## Start

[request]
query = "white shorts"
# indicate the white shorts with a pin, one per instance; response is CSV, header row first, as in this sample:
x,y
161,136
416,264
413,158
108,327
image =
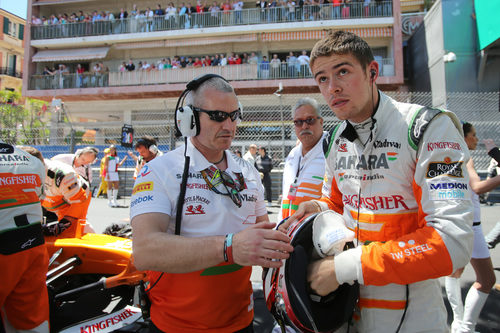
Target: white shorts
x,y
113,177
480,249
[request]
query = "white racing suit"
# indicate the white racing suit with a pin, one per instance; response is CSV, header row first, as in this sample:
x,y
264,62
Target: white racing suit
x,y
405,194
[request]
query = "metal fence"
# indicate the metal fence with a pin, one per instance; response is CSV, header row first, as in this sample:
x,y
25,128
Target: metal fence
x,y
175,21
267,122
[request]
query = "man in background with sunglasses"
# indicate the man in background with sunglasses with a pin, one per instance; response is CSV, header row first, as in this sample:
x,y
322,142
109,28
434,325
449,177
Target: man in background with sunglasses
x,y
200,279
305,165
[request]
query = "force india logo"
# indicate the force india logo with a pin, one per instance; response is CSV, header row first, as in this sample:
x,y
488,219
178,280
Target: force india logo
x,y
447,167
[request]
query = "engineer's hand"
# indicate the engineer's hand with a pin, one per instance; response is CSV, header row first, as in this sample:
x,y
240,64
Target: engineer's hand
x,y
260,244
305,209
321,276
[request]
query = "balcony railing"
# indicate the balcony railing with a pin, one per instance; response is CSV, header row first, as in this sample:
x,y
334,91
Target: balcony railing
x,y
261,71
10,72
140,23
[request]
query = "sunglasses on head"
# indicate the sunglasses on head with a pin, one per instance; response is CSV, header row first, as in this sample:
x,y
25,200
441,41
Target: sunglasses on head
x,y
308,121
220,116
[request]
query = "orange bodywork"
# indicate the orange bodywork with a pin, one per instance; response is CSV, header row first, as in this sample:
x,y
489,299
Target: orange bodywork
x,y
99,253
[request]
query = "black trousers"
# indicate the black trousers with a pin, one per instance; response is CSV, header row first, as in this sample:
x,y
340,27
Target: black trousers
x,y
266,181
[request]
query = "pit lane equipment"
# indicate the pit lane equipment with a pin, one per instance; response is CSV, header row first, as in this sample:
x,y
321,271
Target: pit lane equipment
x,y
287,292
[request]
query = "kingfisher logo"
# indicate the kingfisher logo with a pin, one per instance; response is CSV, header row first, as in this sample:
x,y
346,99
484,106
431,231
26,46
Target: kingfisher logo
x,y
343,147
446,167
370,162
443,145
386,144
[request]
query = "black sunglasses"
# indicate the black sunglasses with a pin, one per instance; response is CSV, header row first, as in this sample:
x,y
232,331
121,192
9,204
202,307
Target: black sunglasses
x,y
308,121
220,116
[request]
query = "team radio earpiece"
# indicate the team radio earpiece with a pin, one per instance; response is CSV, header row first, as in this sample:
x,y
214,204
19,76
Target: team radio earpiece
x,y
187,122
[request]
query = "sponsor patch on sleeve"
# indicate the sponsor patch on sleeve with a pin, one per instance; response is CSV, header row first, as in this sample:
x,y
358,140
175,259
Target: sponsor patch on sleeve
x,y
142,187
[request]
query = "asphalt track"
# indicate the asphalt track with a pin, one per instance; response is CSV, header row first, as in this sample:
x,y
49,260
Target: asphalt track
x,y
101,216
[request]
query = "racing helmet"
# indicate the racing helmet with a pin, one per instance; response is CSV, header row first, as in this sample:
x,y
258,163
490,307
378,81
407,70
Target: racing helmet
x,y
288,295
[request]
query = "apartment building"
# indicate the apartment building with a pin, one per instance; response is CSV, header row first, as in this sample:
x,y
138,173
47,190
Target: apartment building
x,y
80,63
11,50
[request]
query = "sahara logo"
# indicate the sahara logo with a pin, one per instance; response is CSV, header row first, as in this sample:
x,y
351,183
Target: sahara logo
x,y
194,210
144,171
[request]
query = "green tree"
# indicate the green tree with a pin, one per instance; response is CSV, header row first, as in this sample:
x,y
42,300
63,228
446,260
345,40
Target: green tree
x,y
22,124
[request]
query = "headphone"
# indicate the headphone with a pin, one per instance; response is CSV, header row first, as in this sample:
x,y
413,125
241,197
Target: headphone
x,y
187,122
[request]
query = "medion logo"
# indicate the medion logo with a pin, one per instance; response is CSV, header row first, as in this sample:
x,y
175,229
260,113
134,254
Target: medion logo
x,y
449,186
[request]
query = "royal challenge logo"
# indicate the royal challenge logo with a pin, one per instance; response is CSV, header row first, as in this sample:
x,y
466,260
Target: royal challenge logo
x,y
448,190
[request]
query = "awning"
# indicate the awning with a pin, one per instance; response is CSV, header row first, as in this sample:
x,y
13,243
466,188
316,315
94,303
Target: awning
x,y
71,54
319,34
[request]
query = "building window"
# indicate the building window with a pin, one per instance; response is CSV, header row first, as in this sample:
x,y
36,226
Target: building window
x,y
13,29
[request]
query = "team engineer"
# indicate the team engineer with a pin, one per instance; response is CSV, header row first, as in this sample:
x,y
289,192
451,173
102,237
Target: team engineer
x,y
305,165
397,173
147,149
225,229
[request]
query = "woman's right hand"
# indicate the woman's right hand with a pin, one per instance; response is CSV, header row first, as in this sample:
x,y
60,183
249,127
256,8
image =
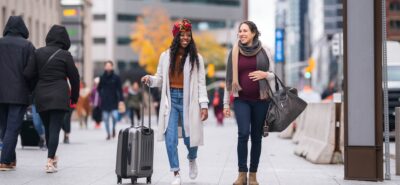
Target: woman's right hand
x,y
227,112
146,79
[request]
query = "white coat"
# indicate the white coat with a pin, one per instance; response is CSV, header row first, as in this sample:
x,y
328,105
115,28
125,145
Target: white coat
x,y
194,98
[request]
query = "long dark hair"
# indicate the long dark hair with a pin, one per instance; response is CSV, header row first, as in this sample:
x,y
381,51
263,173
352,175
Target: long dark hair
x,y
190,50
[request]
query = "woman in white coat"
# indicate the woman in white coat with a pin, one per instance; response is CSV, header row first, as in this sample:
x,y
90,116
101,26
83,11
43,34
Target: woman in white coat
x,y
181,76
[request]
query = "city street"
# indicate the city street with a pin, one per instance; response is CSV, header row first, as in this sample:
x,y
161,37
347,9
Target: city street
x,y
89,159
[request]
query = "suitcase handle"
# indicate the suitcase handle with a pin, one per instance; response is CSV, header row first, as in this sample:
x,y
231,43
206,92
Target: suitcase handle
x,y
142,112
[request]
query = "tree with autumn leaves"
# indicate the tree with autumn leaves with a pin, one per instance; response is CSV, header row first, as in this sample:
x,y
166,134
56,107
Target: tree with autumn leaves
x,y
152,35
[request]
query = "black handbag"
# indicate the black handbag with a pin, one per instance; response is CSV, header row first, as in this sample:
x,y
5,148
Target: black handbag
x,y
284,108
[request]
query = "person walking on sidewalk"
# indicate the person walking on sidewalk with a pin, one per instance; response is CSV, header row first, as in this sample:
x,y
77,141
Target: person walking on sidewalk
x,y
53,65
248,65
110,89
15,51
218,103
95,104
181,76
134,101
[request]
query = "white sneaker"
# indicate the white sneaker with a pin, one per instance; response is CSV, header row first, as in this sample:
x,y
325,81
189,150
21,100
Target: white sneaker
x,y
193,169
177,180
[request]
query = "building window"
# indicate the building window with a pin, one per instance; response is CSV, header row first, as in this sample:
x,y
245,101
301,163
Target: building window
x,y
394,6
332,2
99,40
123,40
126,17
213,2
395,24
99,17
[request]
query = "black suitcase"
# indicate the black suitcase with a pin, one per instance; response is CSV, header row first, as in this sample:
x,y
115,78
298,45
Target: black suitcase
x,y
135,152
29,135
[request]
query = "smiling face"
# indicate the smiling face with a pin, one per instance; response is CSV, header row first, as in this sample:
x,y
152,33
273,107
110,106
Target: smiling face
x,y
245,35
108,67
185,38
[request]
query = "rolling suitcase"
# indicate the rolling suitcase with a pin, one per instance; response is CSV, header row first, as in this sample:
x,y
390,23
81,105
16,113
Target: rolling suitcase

## End

Transcribe the records verbatim and omit the images.

> [Complete output]:
[request]
query = "white shorts"
# indicate the white shorts with a pin, one per instance; response is CSV, header row first, as in this sample:
x,y
161,136
416,264
413,158
108,327
image =
Target: white shorts
x,y
113,177
480,249
[request]
query = "white racing suit"
# indicate the white racing suit with a pin, one per instance; response is CSV, header row first, as in this sample:
x,y
264,62
Target: white racing suit
x,y
405,194
[request]
query = "metal fence"
# indicate the metal fence with a pin, one per instance; response is CSV, header row first, as in this sample:
x,y
25,128
Target: metal fence
x,y
175,21
267,122
[request]
query = "man in background with sunglasses"
# indicate the man in background with sunglasses with a pin, one per instance; response is CSV, header row first, as in this sample:
x,y
322,142
109,28
434,325
449,177
Target: man in background with sunglasses
x,y
200,279
305,165
[request]
query = "force india logo"
# indicate the force india logo with a pin, one per instance; response is CSV, header row first, as in this sample:
x,y
488,219
178,280
Target: force india logo
x,y
447,167
[request]
query = "engineer's hand"
# indicate the engineer's hand with a pin, one per instance; response is CSV, header row first, as in this sample:
x,y
240,64
Target: engineer's hand
x,y
260,244
305,209
321,276
[request]
query = "balcony railing"
# indicate the balcony railing with a pin, one per instance; response is CSV, header row first, as in this sample:
x,y
334,91
Target: balcony railing
x,y
261,71
10,72
140,23
[request]
query = "sunglasses on head"
# indicate the sunglasses on head with a pin, one per instance; response is CSV, header row first, as in this sample:
x,y
25,200
441,41
Target: sunglasses on head
x,y
308,121
220,116
[request]
query = "orange bodywork"
# indicate the orange bodywork with a pin, one per instance; response is CSV, header row first, as in this sample:
x,y
489,299
Target: orange bodywork
x,y
99,253
[request]
query = "black trousers"
# indicate the black trousers with a pin, one per instance; response is CSV, header row first, as in this sample:
x,y
340,27
Target: black trousers
x,y
266,181
[request]
query = "pit lane equipment"
# indicate the pit lane equipment with a pin, one per instance; response is CSV, header row first, as in this sample:
x,y
321,271
Target: pit lane equipment
x,y
287,292
[request]
query = "kingfisher logo"
# indicate the kingfisher logo with a pin, one per instance; response is CSV, header row first, as in this sample:
x,y
346,99
484,106
431,231
26,46
Target: kingfisher logo
x,y
343,147
446,167
370,162
443,145
386,144
[request]
query = "black sunglasses"
# indicate the black sunglasses with a pin, one per instance; response is CSV, header row first, as in this sample:
x,y
232,331
121,192
9,204
202,307
Target: black sunglasses
x,y
308,121
220,116
[request]
query = "team radio earpiece"
# indicate the team radio earpiece with a pin, one per instance; response is CSV, header row first, as in this sample:
x,y
214,204
19,76
Target: team radio earpiece
x,y
187,122
[request]
query = "sponsor patch on sleeve"
# indicate the sponsor patch on sleeve with a pin, one per instance; response is CSV, header row first, as in this sample:
x,y
358,140
175,259
Target: sponsor patch on sleeve
x,y
142,187
[request]
query = "asphalt track"
# indicate the asphalt track with a pin, one per instance; response is CSV, header row first, as in this sample:
x,y
49,260
Target: asphalt track
x,y
101,216
[request]
query = "racing helmet"
# indicate the racing helmet with a pin, one per instance; response is CSV, header row first, as in this sample:
x,y
258,163
490,307
378,81
407,70
Target: racing helmet
x,y
288,295
[request]
query = "apartment building"
# indicate the apartment building with a pin, one per instance; response is CSV, header row first, as in this sample:
x,y
138,173
47,190
Target: apartment building
x,y
80,63
11,50
[request]
query = "sahara logo"
# indicate the sahara logo with a pin, one per instance; response is CSV, header row first, as in this sample:
x,y
351,183
Target: sahara logo
x,y
194,210
144,171
[request]
query = "green tree"
# indicate the green tree with a pin, one per instance; response is CSV, header row first, as in this sample:
x,y
42,300
63,228
446,260
345,40
Target: green tree
x,y
22,124
[request]
query = "headphone"
# indicate the headphone with a pin, one per instance; response is CSV, header row first, as in this sample:
x,y
413,125
241,197
Target: headphone
x,y
187,122
[request]
query = "medion logo"
# indicate the medion logo with a pin, one per instance; response is CSV, header row first, as in this sample:
x,y
175,229
260,113
134,254
Target: medion logo
x,y
449,186
[request]
query = "royal challenge logo"
# indicate the royal challenge logo with a pin, one per instance; response is CSV, header row first, as in this sample:
x,y
466,260
Target: royal challenge logo
x,y
448,190
[request]
query = "awning"
# indicate the awning with a pin, one per instance; response is CSV, header row first, as in this sample:
x,y
13,243
466,188
316,315
94,303
Target: awning
x,y
71,54
319,34
[request]
query = "building window"
# indicate the building window with a pin, one per instance; response is CSV, header row first, as in this sample:
x,y
36,226
Target: building window
x,y
13,29
[request]
query = "team engineer"
# indicate the team engineer with a pin, one per instance; response is CSV, header row first, as in this sample:
x,y
289,192
451,173
102,237
Target: team engineer
x,y
305,165
397,173
147,149
225,229
[request]
query = "woman's right hand"
# indicate the woman's right hand with a pin, one per instance; response is CSV, header row first, as in this sample:
x,y
60,183
249,127
256,8
image =
Target: woman's right hand
x,y
227,112
146,79
[request]
query = "white coat"
# indicate the white coat with a pin, one per instance; response is CSV, header row first, as in this sample:
x,y
328,105
115,28
125,145
Target: white coat
x,y
194,98
[request]
query = "long dark hair"
# indicate the long dark hair with a pin, one per instance; response is CSV, header row first, as in this sample:
x,y
381,51
263,173
352,175
Target: long dark hair
x,y
190,50
[request]
query = "woman in white coat"
# indicate the woman in white coat with a pin, one per instance; response is CSV, header row first, as in this sample:
x,y
90,116
101,26
83,11
43,34
Target: woman in white coat
x,y
181,76
[request]
query = "city street"
# indicate the city street with a pin, one per instance; response is CSV, header row first, as in this sample:
x,y
161,37
347,9
Target: city street
x,y
89,159
[request]
query = "suitcase handle"
# indicate the suitcase handle with a pin, one per instance; response is CSV, header row first, as in this sample:
x,y
231,43
206,92
Target: suitcase handle
x,y
142,112
[request]
query = "tree with autumn leaves"
# indicate the tree with autumn leaves with a pin, one per instance; response is CSV, header row first, as in this sample:
x,y
166,134
56,107
Target: tree with autumn leaves
x,y
152,35
[request]
query = "black handbag"
# indicate the black handbag with a pin, one per instance; response is CSV, header row first, as in this sample:
x,y
5,148
Target: black handbag
x,y
284,108
[request]
query = "person walking on sidewalk"
# indicate the person walking on sidewalk with a pin, one per instance; response is CSV, header row first, as in this sample:
x,y
77,141
Target: person walking on sidewalk
x,y
53,65
248,65
110,89
15,51
218,103
95,104
181,76
134,101
[request]
query = "white sneaker"
# indicate the white sneaker with a pin, one per instance; response is CSV, header row first, as in this sample:
x,y
325,81
189,150
21,100
Target: white sneaker
x,y
193,169
177,180
[request]
query = "building window"
# indicate the building window with a pin, one per instance; response is CSV, header row first, as in this sample:
x,y
245,101
301,163
Target: building window
x,y
394,6
332,2
99,40
123,40
126,17
213,2
395,24
99,17
[request]
query = "black suitcase"
# indicate the black suitcase with a pin, one per instance; response is CSV, header row first, as in this sample:
x,y
115,78
298,45
Target: black suitcase
x,y
135,152
29,135
[request]
query = "smiling face"
# indicate the smiling face with a pin, one per instance; response is CSV, header row first, as in this sample:
x,y
152,33
273,107
110,106
Target: smiling face
x,y
245,35
108,67
185,38
[request]
query = "rolling suitcase"
# indicate the rolling suitcase with a pin, one per instance; response is CSV, header row first, as in this sample:
x,y
390,23
81,105
16,113
Target: rolling suitcase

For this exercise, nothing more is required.